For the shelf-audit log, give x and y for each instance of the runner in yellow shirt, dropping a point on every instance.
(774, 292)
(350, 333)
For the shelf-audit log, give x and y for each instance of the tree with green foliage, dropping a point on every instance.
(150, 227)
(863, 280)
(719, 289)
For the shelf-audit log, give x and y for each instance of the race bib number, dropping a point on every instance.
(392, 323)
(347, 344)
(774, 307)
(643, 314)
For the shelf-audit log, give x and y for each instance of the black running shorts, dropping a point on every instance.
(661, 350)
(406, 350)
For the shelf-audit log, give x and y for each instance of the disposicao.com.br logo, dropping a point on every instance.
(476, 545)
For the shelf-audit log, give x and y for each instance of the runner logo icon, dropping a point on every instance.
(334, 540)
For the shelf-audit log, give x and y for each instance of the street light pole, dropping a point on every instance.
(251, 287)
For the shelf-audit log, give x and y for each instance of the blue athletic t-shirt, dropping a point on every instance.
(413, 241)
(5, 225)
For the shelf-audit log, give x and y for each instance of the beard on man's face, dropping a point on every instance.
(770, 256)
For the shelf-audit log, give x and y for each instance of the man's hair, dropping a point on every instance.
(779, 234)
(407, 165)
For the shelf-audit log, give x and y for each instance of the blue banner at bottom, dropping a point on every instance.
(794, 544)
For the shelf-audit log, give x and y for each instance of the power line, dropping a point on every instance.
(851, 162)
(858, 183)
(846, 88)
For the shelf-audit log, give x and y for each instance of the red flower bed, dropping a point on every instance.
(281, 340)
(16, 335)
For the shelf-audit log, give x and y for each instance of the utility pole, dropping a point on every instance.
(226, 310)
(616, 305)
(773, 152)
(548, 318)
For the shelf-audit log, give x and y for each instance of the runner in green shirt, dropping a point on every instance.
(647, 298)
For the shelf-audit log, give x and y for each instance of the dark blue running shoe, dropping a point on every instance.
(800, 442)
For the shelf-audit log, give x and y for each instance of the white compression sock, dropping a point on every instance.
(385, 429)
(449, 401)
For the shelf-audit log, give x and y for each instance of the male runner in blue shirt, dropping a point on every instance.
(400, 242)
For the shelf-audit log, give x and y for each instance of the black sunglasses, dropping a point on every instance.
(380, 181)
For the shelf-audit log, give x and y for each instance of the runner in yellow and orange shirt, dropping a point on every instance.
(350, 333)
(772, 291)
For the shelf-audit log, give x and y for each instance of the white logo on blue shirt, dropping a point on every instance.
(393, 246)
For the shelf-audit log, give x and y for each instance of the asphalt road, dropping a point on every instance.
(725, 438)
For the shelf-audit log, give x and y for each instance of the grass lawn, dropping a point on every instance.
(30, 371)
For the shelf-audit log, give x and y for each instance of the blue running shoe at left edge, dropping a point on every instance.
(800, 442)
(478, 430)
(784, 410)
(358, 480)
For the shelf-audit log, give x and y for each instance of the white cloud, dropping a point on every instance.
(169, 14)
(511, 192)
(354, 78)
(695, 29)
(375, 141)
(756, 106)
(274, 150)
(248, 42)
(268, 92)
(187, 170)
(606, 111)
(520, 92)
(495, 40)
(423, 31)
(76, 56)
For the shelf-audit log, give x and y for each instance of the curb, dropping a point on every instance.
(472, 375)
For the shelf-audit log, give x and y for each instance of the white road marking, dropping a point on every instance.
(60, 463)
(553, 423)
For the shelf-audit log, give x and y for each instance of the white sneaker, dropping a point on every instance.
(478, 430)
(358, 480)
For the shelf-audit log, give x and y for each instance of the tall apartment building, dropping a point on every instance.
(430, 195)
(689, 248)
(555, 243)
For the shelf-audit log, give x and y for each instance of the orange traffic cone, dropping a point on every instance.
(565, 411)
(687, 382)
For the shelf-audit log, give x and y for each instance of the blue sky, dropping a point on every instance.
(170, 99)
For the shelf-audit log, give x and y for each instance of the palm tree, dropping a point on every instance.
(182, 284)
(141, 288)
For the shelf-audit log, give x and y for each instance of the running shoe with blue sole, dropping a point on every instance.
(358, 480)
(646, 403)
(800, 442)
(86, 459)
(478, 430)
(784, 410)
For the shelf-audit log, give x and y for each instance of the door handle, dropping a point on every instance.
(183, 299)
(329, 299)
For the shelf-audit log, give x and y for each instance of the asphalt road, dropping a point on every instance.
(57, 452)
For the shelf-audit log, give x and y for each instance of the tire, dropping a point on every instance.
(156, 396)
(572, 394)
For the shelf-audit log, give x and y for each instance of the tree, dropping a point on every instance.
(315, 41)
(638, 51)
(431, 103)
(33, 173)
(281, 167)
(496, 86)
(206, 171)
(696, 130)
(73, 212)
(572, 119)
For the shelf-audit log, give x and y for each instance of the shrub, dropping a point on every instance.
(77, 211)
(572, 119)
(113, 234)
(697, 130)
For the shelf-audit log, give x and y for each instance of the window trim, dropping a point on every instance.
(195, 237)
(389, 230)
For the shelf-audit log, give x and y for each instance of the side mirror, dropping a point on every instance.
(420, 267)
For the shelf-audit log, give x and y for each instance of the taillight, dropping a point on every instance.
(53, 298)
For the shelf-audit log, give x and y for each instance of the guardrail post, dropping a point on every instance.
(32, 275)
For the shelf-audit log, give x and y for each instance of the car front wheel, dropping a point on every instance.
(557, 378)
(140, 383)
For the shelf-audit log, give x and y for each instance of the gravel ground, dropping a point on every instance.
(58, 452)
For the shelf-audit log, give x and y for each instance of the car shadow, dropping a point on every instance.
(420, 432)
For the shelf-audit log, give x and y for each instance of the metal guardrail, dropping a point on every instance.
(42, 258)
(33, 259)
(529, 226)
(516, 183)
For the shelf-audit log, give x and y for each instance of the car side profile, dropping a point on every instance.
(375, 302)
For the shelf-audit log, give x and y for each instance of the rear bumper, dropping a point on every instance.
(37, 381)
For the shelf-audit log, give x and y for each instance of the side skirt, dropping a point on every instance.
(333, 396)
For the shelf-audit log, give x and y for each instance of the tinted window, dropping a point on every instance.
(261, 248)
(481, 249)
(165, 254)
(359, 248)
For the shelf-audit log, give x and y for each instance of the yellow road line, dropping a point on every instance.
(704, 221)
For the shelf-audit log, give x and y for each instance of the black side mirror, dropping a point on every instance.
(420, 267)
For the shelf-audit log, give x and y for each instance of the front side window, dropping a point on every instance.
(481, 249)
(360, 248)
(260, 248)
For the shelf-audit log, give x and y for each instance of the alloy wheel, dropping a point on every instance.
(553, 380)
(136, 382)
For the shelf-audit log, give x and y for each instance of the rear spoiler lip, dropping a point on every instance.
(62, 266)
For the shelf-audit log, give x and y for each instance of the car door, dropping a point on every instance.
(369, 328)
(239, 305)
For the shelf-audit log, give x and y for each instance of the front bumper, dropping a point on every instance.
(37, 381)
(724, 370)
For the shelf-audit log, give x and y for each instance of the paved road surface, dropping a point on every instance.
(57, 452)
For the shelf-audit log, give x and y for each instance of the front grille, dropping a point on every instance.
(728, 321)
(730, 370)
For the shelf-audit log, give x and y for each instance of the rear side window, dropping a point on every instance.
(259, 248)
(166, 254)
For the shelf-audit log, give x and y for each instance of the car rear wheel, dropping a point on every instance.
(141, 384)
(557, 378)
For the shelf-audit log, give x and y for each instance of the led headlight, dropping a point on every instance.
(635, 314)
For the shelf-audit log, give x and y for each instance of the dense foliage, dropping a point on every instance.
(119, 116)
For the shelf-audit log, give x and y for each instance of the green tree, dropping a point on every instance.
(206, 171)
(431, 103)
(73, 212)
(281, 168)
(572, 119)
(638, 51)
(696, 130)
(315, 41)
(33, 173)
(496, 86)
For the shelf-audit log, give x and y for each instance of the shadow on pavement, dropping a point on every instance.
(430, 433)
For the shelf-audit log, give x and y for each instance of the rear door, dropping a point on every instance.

Exercise aim
Starting with the line that contains "the black side", output every line through the end of the listing above, unchanged.

Task response
For the shelf-audit log, give x and y for each instance of the black side mirror, dropping a point on every instance.
(420, 267)
For the shelf-audit log, give x and y for each instance of the front side window, dropping a point on every instance.
(481, 249)
(360, 248)
(260, 248)
For the shelf-audit log, give x and y for each instance of the alloy wheel, dropping a point on every instance.
(553, 380)
(136, 382)
For the shelf-audit log, give x and y for each instance of the rear spoiler lip, dropping a point on every instance.
(62, 266)
For the shelf-audit log, give x and y for each instance of the car door, dropping a point on every instance.
(369, 328)
(239, 305)
For the shelf-audit log, give x and y for each instance of the front bumper, dropping a point on every instance.
(37, 381)
(724, 370)
For the shelf-audit log, give x and y for each instance of the paved road surface, dropping a point on every instance.
(57, 452)
For the shelf-audit log, give x and y for each instance of the front grille, dropping a point on every instance.
(728, 321)
(730, 370)
For the shelf-audit log, give x and y for each instance of the rear side window, dropping a point on every instance.
(259, 248)
(166, 254)
For the shelf-audit log, give x and y for each instance of the car rear wheel, dropping a point on every instance.
(141, 384)
(557, 378)
For the shelf-audit log, give x and y for each instance of the led headlight, dropping a point on every instance.
(635, 314)
For the shelf-audit log, give x and y for each instance of the dense foliage, dropping a point on every instance.
(119, 116)
For the shelf-audit log, give x and y for each instance of the green tree, dropping a point on every instance.
(206, 171)
(431, 103)
(73, 212)
(281, 168)
(572, 119)
(638, 51)
(696, 130)
(315, 41)
(33, 173)
(496, 86)
For the shelf-audit log, give x and y for each instance of the shadow on pavement, dropping a point on every instance.
(430, 433)
For the shelf-audit log, give x and y for each instance of the rear door, dropping a point on every instance.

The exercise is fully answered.